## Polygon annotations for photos

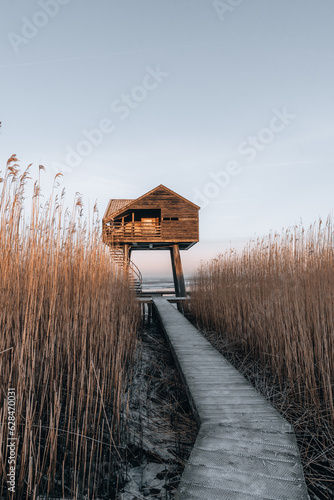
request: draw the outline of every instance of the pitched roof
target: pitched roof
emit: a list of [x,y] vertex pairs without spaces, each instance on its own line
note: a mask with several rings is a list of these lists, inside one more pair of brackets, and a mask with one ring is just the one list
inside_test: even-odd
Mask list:
[[[157,189],[161,189],[161,188],[165,189],[169,193],[172,193],[174,196],[181,198],[182,200],[186,201],[190,205],[193,205],[194,207],[200,209],[200,207],[198,205],[196,205],[195,203],[193,203],[192,201],[189,201],[189,200],[187,200],[187,198],[184,198],[180,194],[175,193],[175,191],[172,191],[171,189],[167,188],[163,184],[159,184],[159,186],[155,187],[154,189],[151,189],[151,191],[148,191],[147,193],[143,194],[142,196],[139,196],[139,198],[136,198],[135,200],[110,200],[108,207],[107,207],[107,210],[105,211],[104,217],[107,217],[110,215],[113,215],[115,217],[116,215],[118,215],[118,213],[122,213],[124,207],[127,207],[129,205],[129,208],[130,208],[132,203],[137,203],[142,198],[145,198],[145,196],[148,196],[149,194],[152,194]],[[118,208],[111,210],[111,207],[117,206],[117,202],[120,202],[120,205],[118,206]],[[115,205],[114,205],[114,203],[115,203]]]

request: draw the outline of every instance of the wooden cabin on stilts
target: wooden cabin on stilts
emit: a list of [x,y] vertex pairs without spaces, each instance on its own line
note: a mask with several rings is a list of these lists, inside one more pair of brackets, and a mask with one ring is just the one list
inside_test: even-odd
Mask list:
[[170,252],[175,295],[186,297],[180,250],[199,241],[199,206],[160,184],[135,200],[109,201],[102,221],[103,242],[129,272],[136,290],[141,274],[131,261],[135,250]]

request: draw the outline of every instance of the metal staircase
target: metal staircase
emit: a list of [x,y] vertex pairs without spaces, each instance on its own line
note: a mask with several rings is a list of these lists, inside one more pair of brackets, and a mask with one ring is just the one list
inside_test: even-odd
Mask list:
[[117,264],[122,275],[127,273],[126,277],[129,280],[131,290],[134,290],[139,295],[142,291],[143,277],[136,264],[132,260],[126,262],[122,246],[114,245],[110,247],[110,253],[112,260]]

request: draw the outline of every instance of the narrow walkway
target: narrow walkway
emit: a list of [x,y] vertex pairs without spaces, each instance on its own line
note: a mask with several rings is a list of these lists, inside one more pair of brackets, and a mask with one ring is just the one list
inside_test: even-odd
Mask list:
[[176,500],[307,500],[288,422],[161,296],[153,303],[200,423]]

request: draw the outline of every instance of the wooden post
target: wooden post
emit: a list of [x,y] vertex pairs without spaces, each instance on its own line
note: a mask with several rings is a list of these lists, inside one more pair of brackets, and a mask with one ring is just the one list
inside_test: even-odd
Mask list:
[[182,262],[181,262],[179,245],[174,244],[171,247],[170,255],[171,255],[171,261],[172,261],[175,295],[176,295],[176,297],[186,297],[187,296],[186,286],[184,283],[184,276],[183,276],[183,270],[182,270]]
[[124,269],[128,271],[129,260],[130,260],[130,245],[128,243],[124,244]]

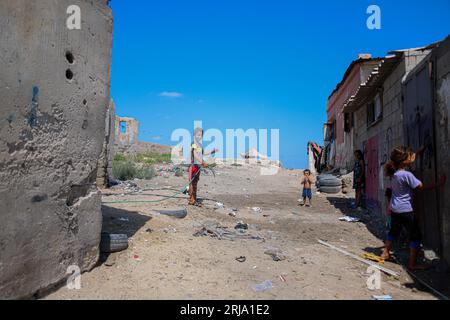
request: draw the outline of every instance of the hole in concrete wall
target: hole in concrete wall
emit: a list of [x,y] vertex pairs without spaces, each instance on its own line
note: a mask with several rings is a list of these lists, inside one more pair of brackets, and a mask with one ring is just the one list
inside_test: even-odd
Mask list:
[[70,64],[73,64],[73,62],[75,61],[75,58],[73,57],[73,54],[70,51],[66,52],[66,59],[67,59],[67,62]]
[[127,123],[125,121],[120,121],[120,133],[127,133]]
[[70,69],[66,70],[66,79],[67,80],[72,80],[73,79],[73,72]]

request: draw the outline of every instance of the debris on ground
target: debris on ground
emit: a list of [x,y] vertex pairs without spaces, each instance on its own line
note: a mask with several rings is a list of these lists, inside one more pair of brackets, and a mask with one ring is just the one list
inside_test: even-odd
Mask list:
[[266,251],[264,251],[264,254],[267,254],[272,257],[273,261],[283,261],[286,260],[286,256],[283,255],[280,249],[278,248],[267,248]]
[[235,229],[243,229],[243,230],[247,230],[248,229],[248,224],[239,221],[236,226],[234,227]]
[[101,233],[100,252],[113,253],[128,248],[128,236],[126,234]]
[[272,285],[272,281],[266,280],[266,281],[264,281],[264,282],[262,282],[262,283],[255,284],[252,288],[253,288],[253,290],[255,290],[256,292],[263,292],[263,291],[272,289],[272,288],[273,288],[273,285]]
[[394,298],[392,298],[392,296],[390,296],[390,295],[372,296],[372,298],[374,300],[383,300],[383,301],[385,301],[385,300],[394,300]]
[[355,218],[355,217],[350,217],[350,216],[345,216],[345,217],[340,217],[339,221],[347,221],[347,222],[360,222],[361,220],[359,218]]
[[333,249],[333,250],[336,250],[336,251],[338,251],[338,252],[340,252],[340,253],[342,253],[342,254],[344,254],[344,255],[346,255],[346,256],[349,256],[349,257],[351,257],[351,258],[353,258],[353,259],[356,259],[356,260],[358,260],[358,261],[360,261],[360,262],[362,262],[362,263],[368,264],[368,265],[370,265],[370,266],[372,266],[372,267],[374,267],[374,268],[376,268],[376,269],[379,269],[379,270],[383,271],[384,273],[387,273],[387,274],[389,274],[389,275],[391,275],[391,276],[393,276],[393,277],[396,277],[396,278],[399,277],[399,274],[398,274],[397,272],[395,272],[395,271],[392,271],[392,270],[390,270],[390,269],[387,269],[387,268],[385,268],[385,267],[382,267],[382,266],[380,266],[380,265],[378,265],[378,264],[376,264],[376,263],[373,263],[373,262],[371,262],[371,261],[364,260],[363,258],[360,258],[360,257],[358,257],[357,255],[354,255],[354,254],[352,254],[352,253],[350,253],[350,252],[347,252],[347,251],[345,251],[345,250],[343,250],[343,249],[340,249],[340,248],[338,248],[338,247],[336,247],[336,246],[333,246],[333,245],[331,245],[331,244],[329,244],[329,243],[327,243],[327,242],[325,242],[325,241],[322,241],[322,240],[317,240],[317,241],[318,241],[320,244],[322,244],[322,245],[324,245],[324,246],[327,246],[328,248],[331,248],[331,249]]
[[364,259],[375,261],[375,262],[378,262],[378,263],[381,263],[381,264],[384,264],[384,262],[385,262],[385,260],[382,257],[377,256],[377,255],[375,255],[373,253],[365,253],[365,254],[362,255],[362,257]]
[[177,219],[184,219],[187,216],[187,210],[183,209],[183,210],[162,210],[159,211],[159,214],[165,215],[165,216],[169,216],[169,217],[173,217],[173,218],[177,218]]
[[216,209],[222,209],[225,205],[221,202],[216,202]]
[[139,258],[139,255],[137,254],[133,255],[133,259],[136,261],[141,261],[141,258]]
[[199,230],[197,230],[194,234],[194,237],[213,237],[217,238],[219,240],[231,240],[234,241],[235,239],[251,239],[251,240],[264,240],[264,238],[258,237],[258,236],[252,236],[250,234],[241,234],[235,231],[228,230],[227,227],[224,227],[220,225],[217,222],[212,223],[205,223],[203,227]]

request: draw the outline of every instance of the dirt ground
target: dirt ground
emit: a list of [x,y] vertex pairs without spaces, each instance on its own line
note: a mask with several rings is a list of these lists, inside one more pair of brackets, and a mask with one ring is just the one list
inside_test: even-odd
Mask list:
[[[105,203],[104,231],[127,233],[129,248],[84,273],[81,289],[64,286],[45,299],[436,299],[391,262],[384,266],[398,272],[399,279],[383,273],[381,289],[369,290],[367,265],[318,243],[321,239],[358,256],[380,253],[383,242],[376,235],[382,231],[372,226],[379,224],[368,213],[347,209],[352,195],[314,191],[313,207],[301,207],[300,171],[263,176],[258,166],[244,165],[215,172],[200,178],[202,208],[187,206],[183,194],[161,203]],[[171,195],[186,181],[186,174],[159,175],[137,182],[141,193],[104,190],[103,201],[161,199],[155,195]],[[184,219],[159,213],[184,208]],[[362,222],[339,221],[345,214]],[[249,225],[243,233],[234,228],[240,221]],[[214,224],[237,236],[194,236]],[[244,262],[236,260],[241,256]],[[272,286],[257,292],[254,286],[266,280]]]

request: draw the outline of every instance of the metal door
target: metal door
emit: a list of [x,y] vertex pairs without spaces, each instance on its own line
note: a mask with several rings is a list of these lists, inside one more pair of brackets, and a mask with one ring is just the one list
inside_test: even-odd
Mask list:
[[[411,171],[425,185],[436,183],[436,146],[433,119],[433,83],[431,64],[426,61],[404,84],[404,122],[408,147],[418,150],[427,146],[418,156]],[[440,221],[437,191],[417,191],[414,197],[414,211],[419,218],[423,242],[440,252]]]
[[378,181],[379,181],[379,164],[378,164],[378,136],[367,140],[365,145],[366,159],[366,205],[373,211],[379,210],[378,201]]

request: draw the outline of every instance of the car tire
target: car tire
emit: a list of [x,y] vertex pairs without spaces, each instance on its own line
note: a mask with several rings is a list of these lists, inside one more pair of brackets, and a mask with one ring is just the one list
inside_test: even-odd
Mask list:
[[342,181],[339,179],[323,179],[320,180],[321,187],[340,187],[342,186]]
[[342,190],[342,187],[320,187],[320,192],[322,192],[322,193],[336,194],[336,193],[340,193],[341,190]]

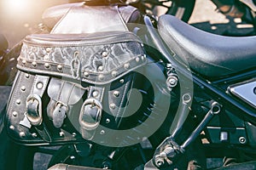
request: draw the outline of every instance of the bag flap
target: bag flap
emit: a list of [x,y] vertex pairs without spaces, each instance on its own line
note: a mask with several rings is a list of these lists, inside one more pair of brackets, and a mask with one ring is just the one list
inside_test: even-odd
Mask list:
[[145,65],[143,44],[132,32],[27,36],[18,69],[105,84]]

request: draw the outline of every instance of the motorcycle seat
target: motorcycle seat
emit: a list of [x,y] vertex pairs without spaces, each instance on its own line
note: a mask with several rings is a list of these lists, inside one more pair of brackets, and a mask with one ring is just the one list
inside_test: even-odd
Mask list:
[[256,37],[224,37],[199,30],[172,15],[159,19],[158,31],[178,61],[208,78],[256,68]]

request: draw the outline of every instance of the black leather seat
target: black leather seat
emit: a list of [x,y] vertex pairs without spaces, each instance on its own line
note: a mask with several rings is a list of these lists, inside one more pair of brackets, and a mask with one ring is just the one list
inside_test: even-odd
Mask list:
[[160,17],[158,31],[178,60],[202,76],[216,78],[256,69],[256,37],[208,33],[172,15]]

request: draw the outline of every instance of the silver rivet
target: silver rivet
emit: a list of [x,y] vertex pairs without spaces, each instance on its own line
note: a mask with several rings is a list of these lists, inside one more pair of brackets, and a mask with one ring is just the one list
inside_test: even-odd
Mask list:
[[129,69],[130,64],[129,63],[125,64],[124,67],[125,67],[125,69]]
[[135,58],[135,60],[136,60],[136,62],[140,62],[140,58],[139,57],[137,57],[137,58]]
[[107,118],[106,119],[106,123],[109,123],[110,122],[110,119]]
[[84,72],[84,77],[86,78],[89,76],[89,73],[88,72]]
[[114,110],[115,109],[115,104],[110,104],[109,107],[110,107],[110,109]]
[[106,52],[106,51],[103,51],[102,52],[102,57],[107,57],[108,56],[108,52]]
[[21,86],[20,89],[21,89],[21,91],[24,92],[26,90],[26,87],[25,86]]
[[104,131],[104,130],[102,130],[102,131],[100,132],[100,134],[105,134],[105,131]]
[[24,132],[20,132],[20,136],[21,138],[25,137],[25,135],[26,135],[26,134],[25,134]]
[[33,138],[37,138],[38,137],[38,134],[36,133],[33,133],[32,135]]
[[58,65],[57,69],[58,71],[62,71],[63,66],[61,65]]
[[38,89],[42,89],[43,87],[44,87],[43,82],[38,82],[38,83],[37,83],[37,88],[38,88]]
[[124,83],[124,82],[125,82],[125,80],[124,80],[124,79],[121,79],[121,80],[119,81],[119,82],[120,82],[120,83]]
[[49,55],[44,55],[44,60],[49,60]]
[[61,132],[60,132],[60,136],[61,136],[61,137],[62,137],[62,136],[64,136],[64,134],[65,134],[65,133],[64,133],[62,131],[61,131]]
[[13,116],[18,116],[18,112],[17,112],[17,111],[14,111],[14,112],[13,112]]
[[146,59],[146,55],[142,55],[142,60],[144,60],[144,59]]
[[45,67],[46,69],[49,69],[49,63],[45,63],[45,64],[44,64],[44,67]]
[[239,138],[240,144],[245,144],[247,142],[247,139],[245,137],[241,136]]
[[46,48],[46,52],[49,53],[51,51],[51,48]]
[[103,75],[99,75],[99,80],[101,80],[101,81],[104,80],[104,76]]
[[37,67],[37,65],[38,65],[38,64],[37,64],[35,61],[33,61],[33,62],[32,63],[32,65],[33,67]]
[[22,60],[22,65],[26,65],[26,60]]
[[13,125],[11,125],[11,126],[9,126],[9,128],[11,129],[11,130],[15,130],[15,126],[13,126]]
[[19,105],[20,105],[21,104],[21,100],[20,99],[17,99],[16,100],[16,104]]
[[99,92],[95,90],[93,93],[92,93],[92,96],[93,97],[97,97],[99,95]]
[[116,71],[113,71],[111,74],[114,77],[117,76],[118,72]]
[[103,70],[104,70],[104,67],[103,67],[103,66],[99,66],[99,67],[98,67],[98,71],[102,71]]
[[114,95],[114,97],[119,97],[120,93],[119,91],[114,91],[113,95]]
[[29,76],[30,76],[29,74],[26,74],[26,75],[25,75],[25,77],[26,77],[26,78],[29,78]]

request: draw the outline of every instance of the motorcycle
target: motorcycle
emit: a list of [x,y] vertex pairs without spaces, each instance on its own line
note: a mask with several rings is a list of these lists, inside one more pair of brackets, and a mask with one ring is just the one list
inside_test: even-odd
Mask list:
[[43,19],[1,63],[1,169],[255,169],[255,37],[119,1]]
[[[195,0],[169,0],[152,1],[137,0],[131,1],[132,5],[138,8],[144,14],[153,15],[156,19],[161,14],[172,14],[188,22],[195,8]],[[253,1],[243,0],[212,0],[216,6],[216,10],[224,14],[230,20],[239,18],[242,23],[251,24],[254,31],[243,36],[255,35],[255,11],[256,6]],[[229,35],[229,34],[228,34]],[[232,34],[231,34],[232,35]],[[236,35],[239,36],[239,35]]]

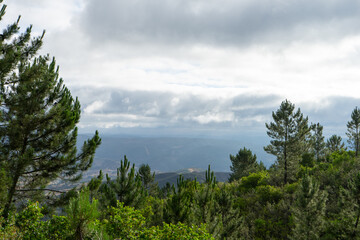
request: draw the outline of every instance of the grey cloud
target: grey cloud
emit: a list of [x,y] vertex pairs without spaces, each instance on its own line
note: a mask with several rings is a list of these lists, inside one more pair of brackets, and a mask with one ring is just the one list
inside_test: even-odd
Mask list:
[[230,44],[354,34],[354,0],[89,0],[82,26],[94,41]]
[[360,98],[333,96],[323,99],[321,107],[308,103],[301,107],[309,116],[309,120],[324,126],[328,136],[338,134],[345,137],[346,124],[351,119],[351,112],[360,106]]
[[[72,89],[83,107],[82,123],[92,126],[115,123],[111,127],[206,129],[208,131],[252,131],[265,134],[265,122],[272,121],[282,96],[249,94],[226,99],[208,98],[190,93],[128,91],[122,89]],[[84,96],[84,97],[83,97]],[[91,96],[91,97],[89,97]],[[291,101],[291,99],[289,99]],[[102,102],[91,112],[85,110]],[[293,101],[292,101],[293,102]],[[324,135],[338,134],[346,138],[346,123],[360,98],[332,96],[319,103],[293,102],[309,121],[324,126]],[[116,124],[118,123],[118,124]],[[253,133],[252,133],[253,134]]]
[[280,98],[275,95],[209,99],[189,93],[110,89],[74,91],[75,94],[80,94],[80,100],[82,95],[97,96],[96,92],[102,92],[102,97],[98,95],[93,99],[85,98],[82,103],[85,115],[103,116],[104,121],[130,121],[138,124],[136,126],[231,128],[256,125],[259,124],[256,119],[265,118],[280,102]]

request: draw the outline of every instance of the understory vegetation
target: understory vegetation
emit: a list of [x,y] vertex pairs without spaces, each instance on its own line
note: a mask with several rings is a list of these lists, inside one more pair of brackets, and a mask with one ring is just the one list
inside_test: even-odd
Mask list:
[[180,175],[160,188],[149,165],[124,156],[115,178],[50,189],[78,182],[101,139],[77,149],[80,103],[55,59],[37,56],[44,34],[19,33],[19,20],[0,34],[0,239],[360,239],[357,107],[345,145],[283,101],[265,123],[275,163],[241,146],[228,182],[209,166],[205,182]]

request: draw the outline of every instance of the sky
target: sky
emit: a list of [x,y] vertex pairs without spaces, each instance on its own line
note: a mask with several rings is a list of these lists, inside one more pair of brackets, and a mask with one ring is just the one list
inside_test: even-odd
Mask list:
[[80,132],[266,135],[288,99],[326,136],[360,106],[360,1],[7,0],[45,29]]

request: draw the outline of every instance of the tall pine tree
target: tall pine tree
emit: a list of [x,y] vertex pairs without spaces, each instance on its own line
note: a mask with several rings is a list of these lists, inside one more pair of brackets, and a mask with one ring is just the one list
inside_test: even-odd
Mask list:
[[327,192],[309,175],[302,179],[295,193],[296,203],[291,208],[295,227],[290,239],[319,239],[324,230]]
[[306,152],[311,128],[308,118],[295,105],[285,100],[280,108],[272,113],[273,122],[265,123],[267,134],[272,138],[270,145],[264,147],[267,153],[275,155],[279,169],[283,171],[283,184],[295,176],[303,152]]
[[360,148],[360,110],[357,107],[351,113],[351,121],[346,126],[346,135],[349,138],[348,143],[354,149],[355,156],[358,156]]
[[323,126],[320,123],[314,125],[313,128],[314,134],[312,136],[313,144],[313,153],[316,157],[316,160],[320,160],[325,155],[325,137],[323,136]]
[[[5,14],[3,5],[0,17]],[[19,33],[19,19],[0,35],[0,166],[7,174],[7,218],[12,203],[51,196],[50,181],[76,181],[93,161],[98,133],[76,148],[80,103],[59,78],[55,60],[36,56],[43,36],[31,26]]]

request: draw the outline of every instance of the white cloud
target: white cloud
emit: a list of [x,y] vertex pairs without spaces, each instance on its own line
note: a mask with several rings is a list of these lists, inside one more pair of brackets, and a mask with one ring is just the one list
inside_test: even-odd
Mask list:
[[21,14],[23,30],[47,30],[42,53],[80,97],[83,127],[235,128],[285,98],[314,113],[334,96],[358,105],[358,1],[6,3],[2,26]]

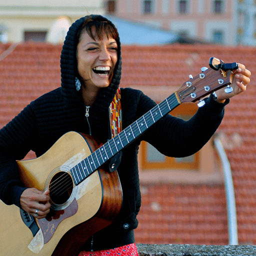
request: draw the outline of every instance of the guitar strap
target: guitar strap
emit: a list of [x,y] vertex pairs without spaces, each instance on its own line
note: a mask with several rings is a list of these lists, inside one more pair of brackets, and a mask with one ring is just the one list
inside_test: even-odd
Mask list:
[[122,130],[122,112],[121,92],[120,88],[118,88],[110,106],[110,128],[112,138]]
[[[120,88],[116,90],[113,100],[110,106],[110,123],[112,138],[122,130],[122,112],[121,108],[121,92]],[[110,172],[116,170],[121,162],[122,152],[120,152],[110,160]]]

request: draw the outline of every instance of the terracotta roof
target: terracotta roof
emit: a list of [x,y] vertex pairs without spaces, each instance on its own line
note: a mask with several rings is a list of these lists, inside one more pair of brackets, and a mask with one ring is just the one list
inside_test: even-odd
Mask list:
[[[10,44],[0,44],[0,54]],[[61,46],[28,43],[0,61],[0,128],[31,100],[60,84]],[[121,86],[175,86],[216,56],[252,73],[246,92],[231,100],[218,130],[232,171],[240,244],[256,243],[256,48],[208,45],[122,47]],[[0,55],[0,60],[3,55]],[[222,185],[142,184],[137,242],[228,242]]]

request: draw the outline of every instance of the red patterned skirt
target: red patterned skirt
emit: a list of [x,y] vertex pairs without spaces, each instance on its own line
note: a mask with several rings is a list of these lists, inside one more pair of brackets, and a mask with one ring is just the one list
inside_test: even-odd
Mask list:
[[138,251],[135,244],[118,247],[109,250],[96,250],[80,252],[78,256],[138,256]]

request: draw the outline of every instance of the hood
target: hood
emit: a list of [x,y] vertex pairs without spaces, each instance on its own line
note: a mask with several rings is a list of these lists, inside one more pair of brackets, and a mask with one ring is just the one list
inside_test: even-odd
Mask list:
[[[103,20],[108,20],[102,16],[100,15],[97,16]],[[64,41],[60,55],[62,94],[64,100],[70,103],[82,102],[80,98],[80,93],[76,90],[76,51],[78,32],[84,24],[85,18],[86,17],[83,17],[78,20],[70,28]],[[108,87],[100,89],[97,98],[92,104],[94,108],[102,111],[108,110],[119,86],[121,78],[121,45],[119,36],[116,39],[116,42],[118,46],[118,59],[111,83]]]

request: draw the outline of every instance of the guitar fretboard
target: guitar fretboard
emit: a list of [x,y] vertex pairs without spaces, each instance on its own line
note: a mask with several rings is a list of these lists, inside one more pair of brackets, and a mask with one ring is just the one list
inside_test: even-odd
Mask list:
[[70,172],[75,184],[79,184],[179,104],[175,94],[172,94],[73,167]]

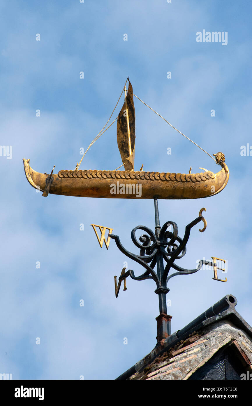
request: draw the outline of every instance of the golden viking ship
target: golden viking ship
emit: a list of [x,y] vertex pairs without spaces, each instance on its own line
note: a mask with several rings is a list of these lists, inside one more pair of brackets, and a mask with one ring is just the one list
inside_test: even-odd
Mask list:
[[[123,165],[125,170],[81,170],[79,168],[83,157],[74,170],[61,170],[57,175],[53,174],[53,170],[50,174],[40,173],[30,167],[30,159],[24,158],[25,173],[30,184],[36,189],[43,191],[43,196],[47,196],[51,193],[82,197],[150,199],[155,197],[159,199],[193,199],[212,196],[221,192],[226,185],[229,175],[229,168],[225,163],[225,156],[222,152],[213,154],[216,164],[222,167],[217,173],[205,169],[204,172],[197,173],[191,173],[190,169],[189,173],[186,174],[145,172],[142,170],[143,165],[140,171],[134,171],[135,110],[132,86],[128,78],[127,80],[128,92],[124,86],[124,102],[117,117],[117,145],[123,162],[121,166]],[[111,116],[112,114],[111,117]],[[99,133],[90,147],[101,135]],[[111,184],[120,185],[118,192],[111,192]],[[124,188],[123,185],[125,185]],[[141,195],[132,192],[140,185]],[[125,190],[130,192],[125,192]]]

## DESCRIPTION OF THE TASK
Switch every occurrence of "wooden post" to "timber post" in the records, from the line with "request: draw the outline of every instance of the wooden post" through the line with "[[70,69],[66,70],[66,79],[67,80],[72,80],[73,79],[73,72]]", and reproduce only those lines with all else unchanged. Omit the picture markers from your answer.

## THE OUTPUT
request: draw the outline of every instance of the timber post
target: timber post
emit: a list of [x,y] vertex pairs without spaces, each instance on its own line
note: a mask with several rings is a list of these lists, inside one more pair of brackets, and a mask with one ring is just the one list
inside_test: even-odd
Mask list:
[[182,262],[181,262],[179,245],[174,244],[171,247],[170,255],[171,255],[171,261],[172,261],[175,295],[176,295],[176,297],[186,297],[187,296],[186,286],[184,283],[184,276],[183,276],[183,270],[182,270]]
[[124,269],[128,271],[129,260],[130,260],[130,245],[128,243],[124,244]]

request: draw the outline of every instance of the hole in concrete wall
target: hole in concrete wall
emit: a list of [x,y] vertex pairs without spaces, each instance on its own line
note: a mask with several rings is a list of these lists, inside one more pair of brackets, and a mask with one ring is just the one list
inside_test: even-odd
Mask list:
[[70,64],[73,64],[73,62],[75,61],[75,58],[73,57],[73,54],[70,51],[66,52],[66,59],[67,59],[67,62]]
[[127,123],[125,121],[120,121],[120,133],[127,133]]
[[70,69],[66,70],[66,79],[67,80],[72,80],[73,79],[73,72]]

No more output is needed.